In the argument of the case in this court two main propositions have been presented and discussed. First, is a radiator of the character of those involved in this case, and under the circumstances here presented, a fixture that wall pass to a purchaser of the realty as part thereof, at a mortgage sale ? And,secondly, will a conditional sale of chattels, or an agreement for preserving the quality of personalty, as means of security for the payment of the price thereof, such as we have in this case, prevail as against a prior mortgagee of the realty, to which the personal articles have been attached ?

With respect to the first of these propositions, there would seem to be some diversity of opinion among the courts. Some very able courts have held that radiators, such as wé have in this case, bear the same relation to a building as gas fixtures, and that neither are fixtures in the sense that they form a part of the realty, and will pass therewith. This is the established doctrine of the courts of Pennsylvania, and of one or two other States. Bank v. North, 160 Penna. St. 303. In the case just mentioned, it was held that radiators and valves connecting with steam heating apparatus are not fixtures attached to the realty; that they are exactly analogous to gas fixtures and are severable from the real estate.

But we shall not decide this case upon that abstract view. We prefer to rest our decision upon the second proposition that we have stated, namely, that relating to a conditional sale, or the effect of the agreement under which the radiators were placed in the buildings.

There would seem to be neither principle nor justice upon which the complainant could claim to have included in its deeds of trust or mortgages the radiators and valves that were subsequently supplied by the defendant under the contract of December 20,1897, and thus defeat its right to the property for which it has never been paid. As we have seen from the facts of the case, the radiators were not so attached to the building that their detachment or severance would in any way injure the building. There were no special fittings required, and their place may be supplied, without trouble, by similar articles obtained in the market. The law in such case as the present would seem to be plain and well established in the American courts; the cases only varying in the application of the general rule, according to the special circumstances of particular cases. The general rule deducible from the authorities is, that if, after the execution of a mortgage of the realty, chattels which belong to a third person, or upon which such third person has a chattel mortgage, or a lien, are affixed to the realty, his interest or lien does not thereby become subject to the prior mortgage, provided the chattels may be detached, notwithstanding the objection of the prior mortgagee, without injury to the freehold, so as to make it substantially less valuable than it would have been had the chattels never been attached thereto. This principle is fully supported in many well considered cases.

^^^^^^^^

• Complete the following:
[A] Repeat the stretch of the court opinion from "In the argument" through "been attached ?".
[B] Rewrite the paragraph of the court opinion that begins "There would seem to be neither principle" as a brief bulleted list of its main points.

• Information supplied:
^^^^^^^^

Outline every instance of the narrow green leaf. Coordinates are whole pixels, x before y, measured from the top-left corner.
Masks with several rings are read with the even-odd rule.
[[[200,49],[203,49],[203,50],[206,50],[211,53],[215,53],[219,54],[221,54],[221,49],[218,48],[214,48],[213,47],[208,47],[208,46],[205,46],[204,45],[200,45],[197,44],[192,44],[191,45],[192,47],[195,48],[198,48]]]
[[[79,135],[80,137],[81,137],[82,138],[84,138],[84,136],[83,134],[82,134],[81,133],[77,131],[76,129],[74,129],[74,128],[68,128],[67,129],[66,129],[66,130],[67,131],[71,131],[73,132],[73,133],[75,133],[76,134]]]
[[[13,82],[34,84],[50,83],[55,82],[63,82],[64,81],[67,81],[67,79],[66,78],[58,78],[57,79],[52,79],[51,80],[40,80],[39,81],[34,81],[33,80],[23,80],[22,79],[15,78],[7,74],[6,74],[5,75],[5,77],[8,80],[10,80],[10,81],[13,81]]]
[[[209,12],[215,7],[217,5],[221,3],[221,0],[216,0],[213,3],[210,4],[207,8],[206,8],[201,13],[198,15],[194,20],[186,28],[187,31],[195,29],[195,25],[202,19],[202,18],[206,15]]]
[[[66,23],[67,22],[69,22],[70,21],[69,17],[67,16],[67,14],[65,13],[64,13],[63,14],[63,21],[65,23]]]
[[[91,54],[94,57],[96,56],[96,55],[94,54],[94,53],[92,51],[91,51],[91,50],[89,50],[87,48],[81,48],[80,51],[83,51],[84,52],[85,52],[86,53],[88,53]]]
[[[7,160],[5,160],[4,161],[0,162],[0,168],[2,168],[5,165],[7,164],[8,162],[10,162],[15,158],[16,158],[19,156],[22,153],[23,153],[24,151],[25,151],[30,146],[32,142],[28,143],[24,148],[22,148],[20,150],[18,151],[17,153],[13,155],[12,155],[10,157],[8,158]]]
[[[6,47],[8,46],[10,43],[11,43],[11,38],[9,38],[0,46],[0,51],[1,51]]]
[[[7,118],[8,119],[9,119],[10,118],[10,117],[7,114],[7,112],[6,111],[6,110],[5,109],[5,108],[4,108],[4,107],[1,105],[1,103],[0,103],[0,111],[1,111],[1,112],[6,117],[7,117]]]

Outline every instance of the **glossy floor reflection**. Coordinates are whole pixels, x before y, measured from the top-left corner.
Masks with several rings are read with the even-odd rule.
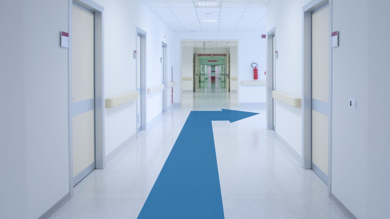
[[[191,110],[223,108],[260,113],[212,122],[225,218],[347,218],[326,185],[266,130],[264,107],[237,107],[237,93],[220,87],[198,91],[183,92],[182,107],[172,107],[105,169],[83,179],[50,218],[136,218]]]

^^^^^^^^

• Results:
[A]
In the argument of the case in this court two main propositions have been presented and discussed. First, is a radiator of the character of those involved in this case, and under the circumstances here presented, a fixture that wall pass to a purchaser of the realty as part thereof, at a mortgage sale ? And,secondly, will a conditional sale of chattels, or an agreement for preserving the quality of personalty, as means of security for the payment of the price thereof, such as we have in this case, prevail as against a prior mortgagee of the realty, to which the personal articles have been attached ?

[B]
- Neither principle nor justice lets the complainant include in its deeds of trust or mortgages the radiators and valves that the defendant supplied later under the contract of December 20, 1897. Doing so would defeat the defendant's right to property it was never paid for.
- The radiators were not attached in a way that would injure the building if they were removed.
- No special fittings were required, and similar articles bought on the market could easily replace them.
- The law here is plain and well established in American courts. Cases differ only in how the general rule applies to their particular circumstances.
- General rule: suppose that after a mortgage of realty is executed, chattels are affixed to the realty, and a third person owns them or holds a chattel mortgage or lien on them. That interest does not become subject to the prior mortgage, provided the chattels can be removed over the prior mortgagee's objection without injuring the freehold so as to make it substantially less valuable than if they had never been attached.
- Many well-considered cases support this principle.